Reproduce word for word the lines of the listing below, from the line containing "Find every instance of the white dress" through the end of the listing, inclusive.

══════════════════════════════

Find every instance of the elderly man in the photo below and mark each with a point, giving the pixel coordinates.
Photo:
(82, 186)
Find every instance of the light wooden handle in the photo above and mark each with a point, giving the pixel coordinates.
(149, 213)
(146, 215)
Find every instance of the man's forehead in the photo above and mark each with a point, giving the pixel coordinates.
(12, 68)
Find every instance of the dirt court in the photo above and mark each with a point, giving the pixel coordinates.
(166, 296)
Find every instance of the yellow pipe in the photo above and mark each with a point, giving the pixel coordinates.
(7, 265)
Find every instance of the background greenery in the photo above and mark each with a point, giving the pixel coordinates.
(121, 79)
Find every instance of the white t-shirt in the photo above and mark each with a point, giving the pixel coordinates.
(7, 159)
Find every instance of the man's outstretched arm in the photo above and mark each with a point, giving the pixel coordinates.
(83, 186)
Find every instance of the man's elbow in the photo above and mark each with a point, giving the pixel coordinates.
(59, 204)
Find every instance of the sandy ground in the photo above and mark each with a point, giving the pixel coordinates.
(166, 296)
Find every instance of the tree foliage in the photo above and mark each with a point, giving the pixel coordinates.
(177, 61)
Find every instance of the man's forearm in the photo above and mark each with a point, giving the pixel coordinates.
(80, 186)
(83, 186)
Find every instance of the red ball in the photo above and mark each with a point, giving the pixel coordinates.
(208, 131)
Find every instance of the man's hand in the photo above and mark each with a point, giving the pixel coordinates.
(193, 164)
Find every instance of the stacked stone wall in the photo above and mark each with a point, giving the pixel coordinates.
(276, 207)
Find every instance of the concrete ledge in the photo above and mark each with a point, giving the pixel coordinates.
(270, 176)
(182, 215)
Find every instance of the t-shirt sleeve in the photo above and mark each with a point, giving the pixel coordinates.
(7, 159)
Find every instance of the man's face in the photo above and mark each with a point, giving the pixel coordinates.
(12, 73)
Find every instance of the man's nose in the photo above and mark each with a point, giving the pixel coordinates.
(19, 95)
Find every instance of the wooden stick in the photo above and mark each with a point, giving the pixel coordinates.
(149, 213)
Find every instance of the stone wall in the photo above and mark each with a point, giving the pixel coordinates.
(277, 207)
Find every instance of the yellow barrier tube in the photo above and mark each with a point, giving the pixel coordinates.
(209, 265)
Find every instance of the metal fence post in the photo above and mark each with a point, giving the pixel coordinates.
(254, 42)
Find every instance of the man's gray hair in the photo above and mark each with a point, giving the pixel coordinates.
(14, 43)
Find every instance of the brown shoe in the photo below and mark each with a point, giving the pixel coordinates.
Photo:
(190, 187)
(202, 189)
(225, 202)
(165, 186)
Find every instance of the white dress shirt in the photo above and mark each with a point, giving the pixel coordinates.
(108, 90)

══════════════════════════════

● Result:
Find every instance of the white dress shirt in the photo above and mark each with a point, giving the pixel coordinates.
(108, 90)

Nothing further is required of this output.